::: Records supplied

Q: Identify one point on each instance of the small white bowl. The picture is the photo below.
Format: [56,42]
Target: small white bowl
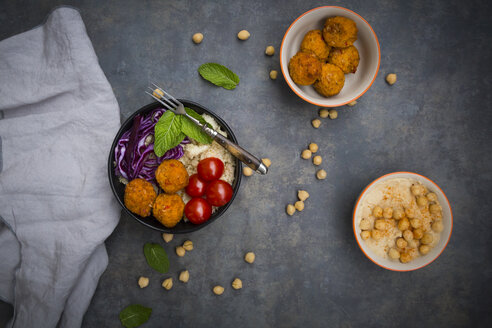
[355,84]
[421,261]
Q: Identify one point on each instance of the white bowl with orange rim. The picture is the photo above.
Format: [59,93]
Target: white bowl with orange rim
[420,261]
[355,84]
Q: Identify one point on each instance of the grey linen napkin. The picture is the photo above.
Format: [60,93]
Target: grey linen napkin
[58,118]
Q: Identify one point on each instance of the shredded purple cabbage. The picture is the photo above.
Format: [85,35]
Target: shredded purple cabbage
[141,161]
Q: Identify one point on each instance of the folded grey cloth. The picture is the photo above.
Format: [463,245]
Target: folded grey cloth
[58,116]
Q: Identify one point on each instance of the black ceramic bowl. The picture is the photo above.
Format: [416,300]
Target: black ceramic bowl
[119,188]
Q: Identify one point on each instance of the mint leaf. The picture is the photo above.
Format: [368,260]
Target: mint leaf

::::::

● What the task asks: Return exactly the line that contains "Format: [59,93]" and every line after it, through the last line of the records.

● Answer box:
Format: [59,93]
Target: white bowl with orange rim
[420,261]
[355,84]
Q: Identify one point on each instance of the grey linen napkin. The picture is the photo above.
Format: [60,93]
Target: grey linen napkin
[58,118]
Q: Identify one point on each instance of the shredded purple cabbage. The picture is the photo above.
Format: [85,35]
Target: shredded purple cabbage
[141,161]
Q: Identify one point on each instance of the folded grey cloth. The picture is the photo above.
Format: [463,245]
Target: folded grey cloth
[58,116]
Q: Identify one point on each instance of the black ceramic bowl. The picture is the photo above.
Format: [416,300]
Target: black ceramic bowl
[119,188]
Q: Identify one point on each instance of the mint leaf. The picture is the photo above.
Format: [368,260]
Target: mint leaf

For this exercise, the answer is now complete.